→ Goal of the exercise:
Give the count of lines in the records that contain the string "rough", and write nothing but that number.

→ Information supplied:
Content starts
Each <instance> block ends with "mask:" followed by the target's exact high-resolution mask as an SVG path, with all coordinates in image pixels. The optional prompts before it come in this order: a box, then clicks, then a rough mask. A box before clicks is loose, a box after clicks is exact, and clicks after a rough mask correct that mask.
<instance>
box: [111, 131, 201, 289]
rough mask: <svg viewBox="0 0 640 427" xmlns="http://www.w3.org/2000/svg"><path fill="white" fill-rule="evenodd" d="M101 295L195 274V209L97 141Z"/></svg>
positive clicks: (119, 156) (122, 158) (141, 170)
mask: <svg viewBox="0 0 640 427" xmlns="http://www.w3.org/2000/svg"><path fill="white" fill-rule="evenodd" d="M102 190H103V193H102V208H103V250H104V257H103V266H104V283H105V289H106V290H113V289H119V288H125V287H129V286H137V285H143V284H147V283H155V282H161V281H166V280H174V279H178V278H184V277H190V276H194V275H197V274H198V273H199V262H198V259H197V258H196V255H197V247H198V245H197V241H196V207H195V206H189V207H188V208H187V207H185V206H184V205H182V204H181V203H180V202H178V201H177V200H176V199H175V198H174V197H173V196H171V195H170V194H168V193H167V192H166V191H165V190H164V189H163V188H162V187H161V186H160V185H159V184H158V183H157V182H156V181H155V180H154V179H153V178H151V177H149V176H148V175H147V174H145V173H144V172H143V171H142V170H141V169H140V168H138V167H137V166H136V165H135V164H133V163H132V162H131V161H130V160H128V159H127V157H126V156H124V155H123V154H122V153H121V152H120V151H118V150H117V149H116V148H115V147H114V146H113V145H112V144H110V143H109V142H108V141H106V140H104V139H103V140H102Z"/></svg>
Content ends
→ Completed exercise:
2